[Entries]

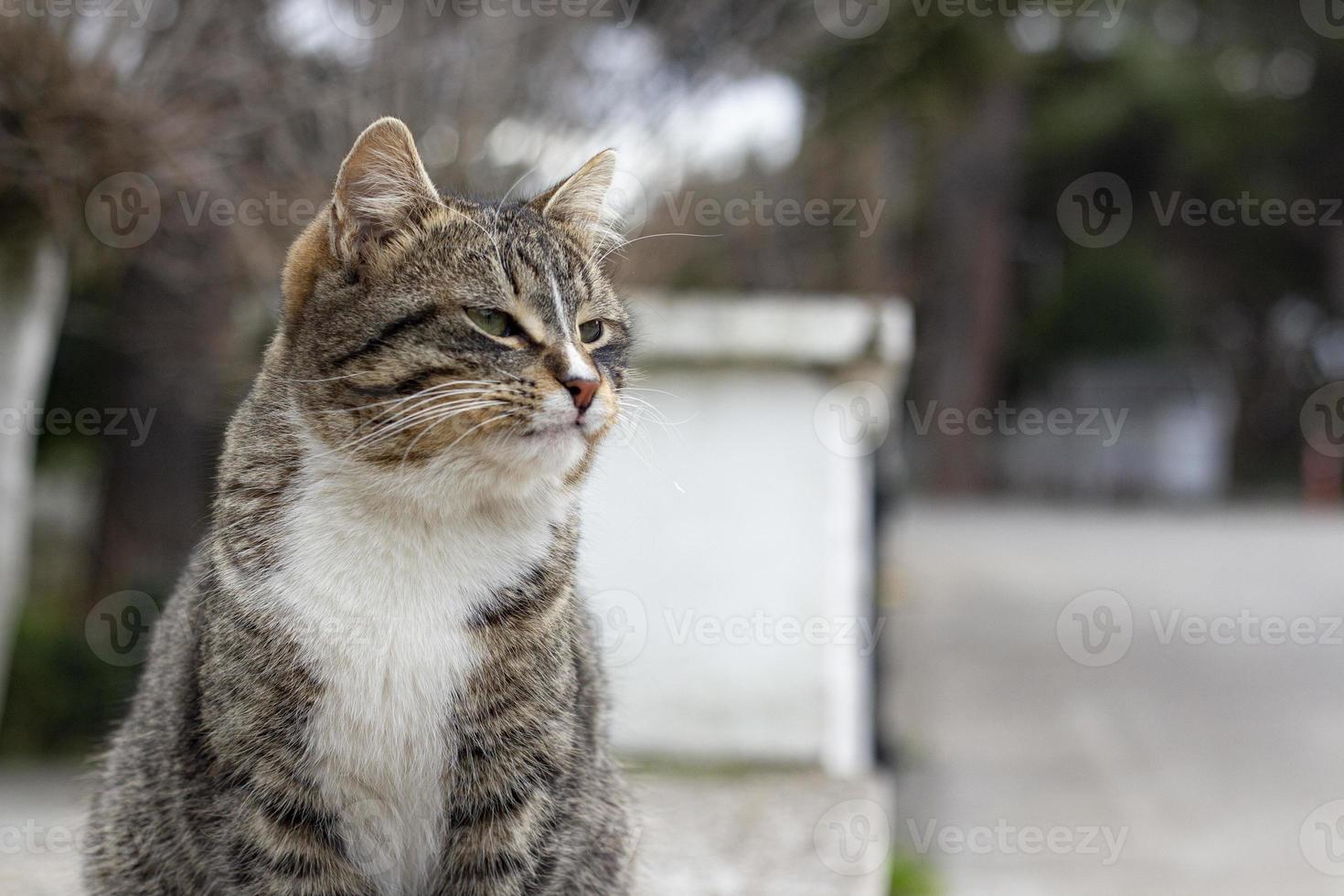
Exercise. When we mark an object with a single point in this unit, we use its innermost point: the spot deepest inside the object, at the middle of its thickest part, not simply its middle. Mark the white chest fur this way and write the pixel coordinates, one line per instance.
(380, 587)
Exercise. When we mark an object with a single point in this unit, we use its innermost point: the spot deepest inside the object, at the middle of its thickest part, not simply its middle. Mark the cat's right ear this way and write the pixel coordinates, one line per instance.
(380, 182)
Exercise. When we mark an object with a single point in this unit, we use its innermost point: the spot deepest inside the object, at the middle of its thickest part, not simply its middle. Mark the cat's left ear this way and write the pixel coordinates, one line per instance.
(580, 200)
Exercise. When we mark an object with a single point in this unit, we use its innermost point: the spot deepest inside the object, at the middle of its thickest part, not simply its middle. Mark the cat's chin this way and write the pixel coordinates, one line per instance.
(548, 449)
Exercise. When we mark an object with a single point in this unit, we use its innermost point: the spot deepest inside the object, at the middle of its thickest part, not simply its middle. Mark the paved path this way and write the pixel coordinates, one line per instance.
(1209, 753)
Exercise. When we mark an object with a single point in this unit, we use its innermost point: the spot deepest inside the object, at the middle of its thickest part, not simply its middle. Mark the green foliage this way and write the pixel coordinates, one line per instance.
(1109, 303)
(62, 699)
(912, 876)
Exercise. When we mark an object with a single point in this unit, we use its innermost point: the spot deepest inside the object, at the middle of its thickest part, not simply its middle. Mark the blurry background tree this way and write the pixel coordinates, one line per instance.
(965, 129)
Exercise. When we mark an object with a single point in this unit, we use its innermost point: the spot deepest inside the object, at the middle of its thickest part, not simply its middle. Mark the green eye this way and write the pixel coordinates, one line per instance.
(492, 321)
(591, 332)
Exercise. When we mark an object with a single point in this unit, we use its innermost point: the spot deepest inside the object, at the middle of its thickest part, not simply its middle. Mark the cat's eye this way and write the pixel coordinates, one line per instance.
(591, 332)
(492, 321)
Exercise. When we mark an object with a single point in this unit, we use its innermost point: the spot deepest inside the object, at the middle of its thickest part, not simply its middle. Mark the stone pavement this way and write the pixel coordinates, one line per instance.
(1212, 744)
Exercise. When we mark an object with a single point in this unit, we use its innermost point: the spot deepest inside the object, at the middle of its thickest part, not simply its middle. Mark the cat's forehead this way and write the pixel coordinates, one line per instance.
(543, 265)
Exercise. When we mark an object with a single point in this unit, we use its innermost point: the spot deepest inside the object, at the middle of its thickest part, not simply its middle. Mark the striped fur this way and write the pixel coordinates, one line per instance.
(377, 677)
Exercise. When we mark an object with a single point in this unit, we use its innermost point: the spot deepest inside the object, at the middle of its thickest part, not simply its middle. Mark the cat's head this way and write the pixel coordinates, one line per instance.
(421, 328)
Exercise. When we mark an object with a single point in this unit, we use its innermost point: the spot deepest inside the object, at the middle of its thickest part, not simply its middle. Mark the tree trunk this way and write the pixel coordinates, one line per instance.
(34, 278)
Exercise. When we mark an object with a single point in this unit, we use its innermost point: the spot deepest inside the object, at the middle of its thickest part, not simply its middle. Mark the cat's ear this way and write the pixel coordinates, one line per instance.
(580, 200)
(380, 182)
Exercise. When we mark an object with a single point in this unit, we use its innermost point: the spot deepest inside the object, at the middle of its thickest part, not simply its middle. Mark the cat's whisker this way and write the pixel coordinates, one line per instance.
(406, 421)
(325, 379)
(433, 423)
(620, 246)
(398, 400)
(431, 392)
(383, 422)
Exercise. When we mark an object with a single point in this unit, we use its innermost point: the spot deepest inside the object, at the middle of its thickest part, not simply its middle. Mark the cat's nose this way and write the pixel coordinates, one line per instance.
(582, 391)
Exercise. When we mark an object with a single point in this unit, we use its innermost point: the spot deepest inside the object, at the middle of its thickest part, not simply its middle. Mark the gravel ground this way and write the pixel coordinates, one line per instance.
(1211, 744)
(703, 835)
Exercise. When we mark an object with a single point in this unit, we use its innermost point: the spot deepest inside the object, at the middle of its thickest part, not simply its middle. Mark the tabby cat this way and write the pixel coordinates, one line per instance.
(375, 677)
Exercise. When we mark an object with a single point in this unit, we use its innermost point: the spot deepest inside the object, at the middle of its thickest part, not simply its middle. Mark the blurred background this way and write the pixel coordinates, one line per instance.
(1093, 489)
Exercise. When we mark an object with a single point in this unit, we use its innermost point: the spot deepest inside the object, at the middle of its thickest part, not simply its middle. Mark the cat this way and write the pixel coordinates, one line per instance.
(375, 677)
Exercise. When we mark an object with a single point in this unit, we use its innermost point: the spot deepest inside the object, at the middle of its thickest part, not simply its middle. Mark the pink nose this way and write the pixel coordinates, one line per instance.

[Problem description]
Only the lines from the one containing "the cat's nose" to the end of the records should be repeated, exactly as they appear.

[Task result]
Exercise. When we mark an object with a single point in this unit, we use its innermost point: the spot deepest inside the object, at the middle of its thickest part, not simply its middle. Mark the cat's nose this way and write the pixel coordinates, one line per instance.
(582, 391)
Exercise. When we mark an object with a single point in this unit, we use its innermost point: the spot deepest inside the object, at the middle of its thickest part, not simply its middle. Mark the gravel ground this way and write the pixel coordinates, one line per instance.
(1211, 744)
(703, 835)
Exercise. When we mark an object with a single point in this unit, we use its innermost point: the spot deepest inside the object, at the middle of its thickest part, not simply its middle. Mark the tabby cat this way and write the pixel coordinates, one line per instance.
(375, 677)
Exercise. When we mark an object with a single point in this unit, we use its innermost point: the spot deepest inside the object, at the middle of its thickest part, not simply its middle. Mark the blurred background this way and write the pixel coordinates, one line per instance.
(1093, 489)
Exercise. When we mark an object with a single point in this unit, we use its innermost point: the spot deepest inside the object, at the middle of its thickest part, not simply its middle. Mark the cat this way and write the pixel coordinates, one line per instance.
(375, 677)
Exercise. When we mark an object with a single point in this unit, we use its innermost point: the spot deepest inside the object, at the middle of its thickest part, not simply its middle. Mark the pink nose this way and write the pixel coordinates, one line per instance.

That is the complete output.